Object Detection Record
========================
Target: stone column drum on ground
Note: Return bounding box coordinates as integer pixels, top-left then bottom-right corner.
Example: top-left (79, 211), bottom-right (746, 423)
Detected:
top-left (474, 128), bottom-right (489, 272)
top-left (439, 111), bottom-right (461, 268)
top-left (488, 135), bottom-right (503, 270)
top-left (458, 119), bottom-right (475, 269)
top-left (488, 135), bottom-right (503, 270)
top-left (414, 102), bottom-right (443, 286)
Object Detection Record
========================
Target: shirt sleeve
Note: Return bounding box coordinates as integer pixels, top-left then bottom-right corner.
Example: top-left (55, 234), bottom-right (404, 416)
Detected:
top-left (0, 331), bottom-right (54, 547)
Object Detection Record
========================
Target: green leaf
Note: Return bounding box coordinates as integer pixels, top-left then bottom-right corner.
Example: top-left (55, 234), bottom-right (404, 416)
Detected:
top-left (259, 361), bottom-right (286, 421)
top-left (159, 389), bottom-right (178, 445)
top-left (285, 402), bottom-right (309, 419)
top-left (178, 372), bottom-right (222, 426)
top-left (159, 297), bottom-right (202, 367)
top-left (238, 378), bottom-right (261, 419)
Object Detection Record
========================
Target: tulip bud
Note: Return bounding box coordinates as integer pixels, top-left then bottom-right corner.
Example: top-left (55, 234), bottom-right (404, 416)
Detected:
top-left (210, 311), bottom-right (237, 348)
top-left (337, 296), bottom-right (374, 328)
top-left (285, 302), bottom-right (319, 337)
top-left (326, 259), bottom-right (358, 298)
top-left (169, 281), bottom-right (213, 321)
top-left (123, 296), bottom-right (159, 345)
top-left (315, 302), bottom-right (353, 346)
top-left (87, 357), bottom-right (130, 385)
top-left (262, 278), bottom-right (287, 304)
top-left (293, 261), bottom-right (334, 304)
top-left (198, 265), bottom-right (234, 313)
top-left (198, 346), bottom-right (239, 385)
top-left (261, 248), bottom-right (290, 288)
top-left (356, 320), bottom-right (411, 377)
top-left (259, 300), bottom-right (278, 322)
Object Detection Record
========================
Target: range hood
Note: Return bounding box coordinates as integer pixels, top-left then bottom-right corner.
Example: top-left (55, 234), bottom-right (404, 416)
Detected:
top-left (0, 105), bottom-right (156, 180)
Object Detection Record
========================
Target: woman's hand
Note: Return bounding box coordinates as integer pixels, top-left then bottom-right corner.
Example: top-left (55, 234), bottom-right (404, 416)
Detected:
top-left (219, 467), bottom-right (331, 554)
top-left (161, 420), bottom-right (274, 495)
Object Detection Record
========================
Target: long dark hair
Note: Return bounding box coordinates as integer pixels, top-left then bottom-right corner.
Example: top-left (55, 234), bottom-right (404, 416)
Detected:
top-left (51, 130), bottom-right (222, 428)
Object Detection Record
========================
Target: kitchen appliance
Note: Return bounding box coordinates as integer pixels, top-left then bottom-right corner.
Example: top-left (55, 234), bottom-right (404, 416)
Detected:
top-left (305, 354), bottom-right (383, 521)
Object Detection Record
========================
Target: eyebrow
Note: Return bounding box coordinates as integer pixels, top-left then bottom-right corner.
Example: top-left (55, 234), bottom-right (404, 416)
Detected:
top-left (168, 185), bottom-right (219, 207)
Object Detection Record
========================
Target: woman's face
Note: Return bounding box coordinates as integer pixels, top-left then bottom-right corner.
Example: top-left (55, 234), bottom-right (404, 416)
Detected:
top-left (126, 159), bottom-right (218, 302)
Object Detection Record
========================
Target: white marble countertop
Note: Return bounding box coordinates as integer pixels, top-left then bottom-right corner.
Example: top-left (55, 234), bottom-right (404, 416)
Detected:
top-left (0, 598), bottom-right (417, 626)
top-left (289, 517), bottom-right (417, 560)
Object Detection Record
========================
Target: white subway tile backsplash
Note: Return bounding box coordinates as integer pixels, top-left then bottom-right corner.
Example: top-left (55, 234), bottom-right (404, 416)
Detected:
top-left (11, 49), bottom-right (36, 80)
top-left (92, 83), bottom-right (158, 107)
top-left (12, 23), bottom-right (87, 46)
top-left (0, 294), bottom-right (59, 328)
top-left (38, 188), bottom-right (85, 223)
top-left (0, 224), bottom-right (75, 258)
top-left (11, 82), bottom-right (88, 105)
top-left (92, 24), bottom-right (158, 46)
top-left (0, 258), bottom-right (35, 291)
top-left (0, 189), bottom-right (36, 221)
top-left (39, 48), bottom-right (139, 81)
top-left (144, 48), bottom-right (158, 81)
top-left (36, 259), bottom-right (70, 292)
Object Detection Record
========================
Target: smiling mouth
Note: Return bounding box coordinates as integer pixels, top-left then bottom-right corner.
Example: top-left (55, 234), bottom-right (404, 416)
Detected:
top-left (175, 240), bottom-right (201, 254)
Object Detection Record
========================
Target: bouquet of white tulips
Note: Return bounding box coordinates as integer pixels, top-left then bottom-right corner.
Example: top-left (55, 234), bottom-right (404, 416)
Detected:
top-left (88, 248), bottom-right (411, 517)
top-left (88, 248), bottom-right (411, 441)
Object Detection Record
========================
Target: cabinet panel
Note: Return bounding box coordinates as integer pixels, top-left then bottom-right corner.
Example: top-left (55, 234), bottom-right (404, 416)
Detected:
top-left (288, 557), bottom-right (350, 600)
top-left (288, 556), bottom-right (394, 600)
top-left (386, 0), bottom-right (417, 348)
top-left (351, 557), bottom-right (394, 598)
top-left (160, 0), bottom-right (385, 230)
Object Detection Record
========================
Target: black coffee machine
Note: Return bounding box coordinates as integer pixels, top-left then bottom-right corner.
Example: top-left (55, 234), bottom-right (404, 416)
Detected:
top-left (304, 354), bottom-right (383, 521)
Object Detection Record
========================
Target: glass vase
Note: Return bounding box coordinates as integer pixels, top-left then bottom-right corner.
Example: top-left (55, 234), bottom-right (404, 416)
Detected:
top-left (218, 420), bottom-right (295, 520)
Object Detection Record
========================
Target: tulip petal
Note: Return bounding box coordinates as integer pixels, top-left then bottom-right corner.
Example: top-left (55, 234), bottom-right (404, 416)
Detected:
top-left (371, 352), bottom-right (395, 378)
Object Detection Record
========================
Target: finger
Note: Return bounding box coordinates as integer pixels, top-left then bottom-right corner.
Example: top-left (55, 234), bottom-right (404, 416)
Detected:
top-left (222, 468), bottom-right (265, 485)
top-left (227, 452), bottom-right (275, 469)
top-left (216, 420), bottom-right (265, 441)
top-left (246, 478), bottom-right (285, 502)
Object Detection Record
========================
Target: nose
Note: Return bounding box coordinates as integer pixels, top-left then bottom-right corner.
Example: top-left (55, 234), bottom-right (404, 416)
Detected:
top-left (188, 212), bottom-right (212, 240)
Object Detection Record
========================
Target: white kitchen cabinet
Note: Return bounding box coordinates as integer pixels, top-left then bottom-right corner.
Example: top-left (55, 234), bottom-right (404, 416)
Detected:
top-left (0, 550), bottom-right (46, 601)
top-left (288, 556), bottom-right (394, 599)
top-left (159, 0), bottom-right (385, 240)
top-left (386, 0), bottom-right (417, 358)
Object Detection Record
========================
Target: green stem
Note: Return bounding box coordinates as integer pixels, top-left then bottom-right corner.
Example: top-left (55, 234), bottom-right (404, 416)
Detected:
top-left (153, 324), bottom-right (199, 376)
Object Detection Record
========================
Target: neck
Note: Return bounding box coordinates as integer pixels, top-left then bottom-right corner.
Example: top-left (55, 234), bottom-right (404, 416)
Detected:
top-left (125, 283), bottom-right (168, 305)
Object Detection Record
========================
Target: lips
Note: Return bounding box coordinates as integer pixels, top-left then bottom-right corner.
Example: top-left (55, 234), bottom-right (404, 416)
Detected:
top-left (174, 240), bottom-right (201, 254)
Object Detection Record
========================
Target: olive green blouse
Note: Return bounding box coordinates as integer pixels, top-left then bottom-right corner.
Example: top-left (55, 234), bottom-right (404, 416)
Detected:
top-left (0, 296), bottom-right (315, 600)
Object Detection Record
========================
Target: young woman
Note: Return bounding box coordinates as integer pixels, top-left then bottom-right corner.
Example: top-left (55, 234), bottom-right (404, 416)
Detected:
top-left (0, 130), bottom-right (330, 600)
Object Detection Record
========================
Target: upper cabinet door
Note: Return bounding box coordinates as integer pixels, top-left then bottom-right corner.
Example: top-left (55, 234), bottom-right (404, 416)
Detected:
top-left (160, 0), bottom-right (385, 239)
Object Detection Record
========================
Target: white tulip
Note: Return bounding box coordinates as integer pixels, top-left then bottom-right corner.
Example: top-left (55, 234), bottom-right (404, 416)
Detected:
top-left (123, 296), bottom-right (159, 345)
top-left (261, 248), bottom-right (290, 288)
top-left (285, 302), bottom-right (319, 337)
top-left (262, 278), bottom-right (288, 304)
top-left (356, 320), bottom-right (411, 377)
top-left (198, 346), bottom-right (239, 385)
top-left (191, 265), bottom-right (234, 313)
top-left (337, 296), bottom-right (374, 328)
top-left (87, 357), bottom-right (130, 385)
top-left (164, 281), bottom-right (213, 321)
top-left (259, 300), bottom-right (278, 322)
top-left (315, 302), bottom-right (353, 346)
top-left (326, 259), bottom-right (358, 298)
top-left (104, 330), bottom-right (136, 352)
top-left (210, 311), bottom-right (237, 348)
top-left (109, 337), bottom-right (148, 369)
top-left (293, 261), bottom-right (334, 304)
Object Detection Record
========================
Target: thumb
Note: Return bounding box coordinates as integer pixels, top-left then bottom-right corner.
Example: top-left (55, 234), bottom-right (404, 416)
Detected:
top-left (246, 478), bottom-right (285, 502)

▶ _STATED EXERCISE_
Locate every line in the rows above that contains the string "green" and copy each of those lines in full. The match is case-sensitive.

▶ _EXPECTED ANSWER_
Target: green leaf
Target: green stem
Target: olive green blouse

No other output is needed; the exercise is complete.